BEGIN Material shown
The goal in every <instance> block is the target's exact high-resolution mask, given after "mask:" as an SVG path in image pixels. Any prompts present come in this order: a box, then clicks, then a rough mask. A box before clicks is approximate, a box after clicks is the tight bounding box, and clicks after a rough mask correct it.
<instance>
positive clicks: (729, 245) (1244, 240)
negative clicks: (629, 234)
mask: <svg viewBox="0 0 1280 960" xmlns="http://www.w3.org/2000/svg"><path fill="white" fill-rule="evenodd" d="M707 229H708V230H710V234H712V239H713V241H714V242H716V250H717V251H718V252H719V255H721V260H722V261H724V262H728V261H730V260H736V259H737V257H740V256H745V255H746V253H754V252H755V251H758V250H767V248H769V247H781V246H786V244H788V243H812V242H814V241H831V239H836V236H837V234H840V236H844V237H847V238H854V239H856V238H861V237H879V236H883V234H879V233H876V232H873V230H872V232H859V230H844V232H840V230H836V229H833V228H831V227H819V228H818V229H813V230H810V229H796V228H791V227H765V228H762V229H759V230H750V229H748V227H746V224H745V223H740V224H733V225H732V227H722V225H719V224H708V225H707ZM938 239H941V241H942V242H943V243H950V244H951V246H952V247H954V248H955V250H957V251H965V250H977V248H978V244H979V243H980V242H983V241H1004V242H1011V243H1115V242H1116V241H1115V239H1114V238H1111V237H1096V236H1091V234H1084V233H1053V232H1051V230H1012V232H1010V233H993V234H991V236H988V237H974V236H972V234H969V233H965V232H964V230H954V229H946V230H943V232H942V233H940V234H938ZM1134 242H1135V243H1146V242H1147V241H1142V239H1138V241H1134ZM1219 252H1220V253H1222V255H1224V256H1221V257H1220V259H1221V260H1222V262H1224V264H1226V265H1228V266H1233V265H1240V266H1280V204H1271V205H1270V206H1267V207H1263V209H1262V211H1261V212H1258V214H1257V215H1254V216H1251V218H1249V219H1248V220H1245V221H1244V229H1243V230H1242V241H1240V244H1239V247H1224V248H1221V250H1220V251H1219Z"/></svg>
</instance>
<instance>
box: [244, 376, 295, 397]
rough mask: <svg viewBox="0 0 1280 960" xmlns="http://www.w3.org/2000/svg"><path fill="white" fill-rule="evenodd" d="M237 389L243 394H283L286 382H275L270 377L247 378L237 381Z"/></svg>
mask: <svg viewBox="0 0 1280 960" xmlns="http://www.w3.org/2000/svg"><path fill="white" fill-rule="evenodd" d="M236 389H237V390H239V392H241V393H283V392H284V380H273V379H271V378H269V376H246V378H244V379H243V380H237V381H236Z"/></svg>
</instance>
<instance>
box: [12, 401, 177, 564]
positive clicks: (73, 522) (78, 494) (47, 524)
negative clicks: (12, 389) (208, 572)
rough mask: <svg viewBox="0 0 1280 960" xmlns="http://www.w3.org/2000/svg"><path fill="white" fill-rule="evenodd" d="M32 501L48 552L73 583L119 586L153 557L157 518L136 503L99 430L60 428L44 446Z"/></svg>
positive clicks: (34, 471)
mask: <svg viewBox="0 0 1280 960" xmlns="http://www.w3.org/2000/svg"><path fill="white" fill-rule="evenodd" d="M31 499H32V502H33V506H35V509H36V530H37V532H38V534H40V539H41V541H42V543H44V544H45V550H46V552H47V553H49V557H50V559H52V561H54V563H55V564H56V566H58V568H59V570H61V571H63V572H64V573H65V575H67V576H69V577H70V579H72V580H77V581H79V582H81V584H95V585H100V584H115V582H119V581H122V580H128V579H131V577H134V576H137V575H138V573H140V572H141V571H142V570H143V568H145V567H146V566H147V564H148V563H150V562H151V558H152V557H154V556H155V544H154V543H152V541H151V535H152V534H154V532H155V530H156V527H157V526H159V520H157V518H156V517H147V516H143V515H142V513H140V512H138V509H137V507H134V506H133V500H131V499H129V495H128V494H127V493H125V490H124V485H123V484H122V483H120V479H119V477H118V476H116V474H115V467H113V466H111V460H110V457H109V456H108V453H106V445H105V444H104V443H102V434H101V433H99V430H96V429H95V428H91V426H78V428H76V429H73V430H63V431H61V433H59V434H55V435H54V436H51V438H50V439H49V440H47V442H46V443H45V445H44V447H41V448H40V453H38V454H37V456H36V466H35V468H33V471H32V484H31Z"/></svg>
END Material shown
Work to complete: Rewrite the data from its first line through the line with "negative clicks: (629, 234)", switching "high-resolution" to "full-resolution" and leaving everything else unchanged. Give only those lines.

Expected output:
The goal in every <instance> block is the target's exact full-resolution mask, given after "mask:" as an SVG path in image pixels. Any prompts present come in this order: a box, then clicks, then a rough mask. A box before clicks is approximate, a box after clicks is the tight bounding box, and clicks after a rough mask correct it.
<instance>
positive clicks: (729, 245) (1244, 240)
negative clicks: (629, 234)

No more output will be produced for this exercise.